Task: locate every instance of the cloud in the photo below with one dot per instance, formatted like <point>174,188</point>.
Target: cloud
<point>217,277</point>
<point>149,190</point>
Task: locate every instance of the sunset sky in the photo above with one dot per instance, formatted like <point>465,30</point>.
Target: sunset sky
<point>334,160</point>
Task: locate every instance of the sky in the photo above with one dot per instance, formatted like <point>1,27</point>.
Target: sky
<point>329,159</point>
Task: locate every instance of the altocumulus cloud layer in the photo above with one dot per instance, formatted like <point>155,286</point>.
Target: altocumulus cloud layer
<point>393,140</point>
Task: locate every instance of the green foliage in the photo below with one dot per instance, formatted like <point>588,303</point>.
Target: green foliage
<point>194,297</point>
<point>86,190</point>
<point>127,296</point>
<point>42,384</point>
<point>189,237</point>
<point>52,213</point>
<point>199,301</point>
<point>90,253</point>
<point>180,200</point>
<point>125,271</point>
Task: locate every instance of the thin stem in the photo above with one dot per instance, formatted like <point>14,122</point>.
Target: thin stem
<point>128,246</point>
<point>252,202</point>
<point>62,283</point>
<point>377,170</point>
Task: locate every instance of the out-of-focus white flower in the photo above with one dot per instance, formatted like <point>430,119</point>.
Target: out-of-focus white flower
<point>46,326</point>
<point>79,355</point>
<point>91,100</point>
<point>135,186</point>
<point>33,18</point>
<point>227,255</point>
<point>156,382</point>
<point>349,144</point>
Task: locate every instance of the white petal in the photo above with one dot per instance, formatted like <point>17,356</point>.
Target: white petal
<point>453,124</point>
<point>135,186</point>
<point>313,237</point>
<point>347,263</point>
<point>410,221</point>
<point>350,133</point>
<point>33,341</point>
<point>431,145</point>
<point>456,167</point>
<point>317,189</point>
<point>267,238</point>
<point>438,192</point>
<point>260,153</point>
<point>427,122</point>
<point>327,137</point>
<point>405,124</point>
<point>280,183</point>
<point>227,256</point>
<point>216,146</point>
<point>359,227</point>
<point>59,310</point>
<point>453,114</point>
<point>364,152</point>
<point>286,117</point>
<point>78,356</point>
+---+
> _What to work on_
What belongs in the answer is each line from the listing above that contains "below".

> _The answer_
Task: locate every instance of the cloud in the photo below with one dot per instance, formatted like <point>174,188</point>.
Task: locate every instance of the green foliage in the photo below with one dot per instance, formatted like <point>588,303</point>.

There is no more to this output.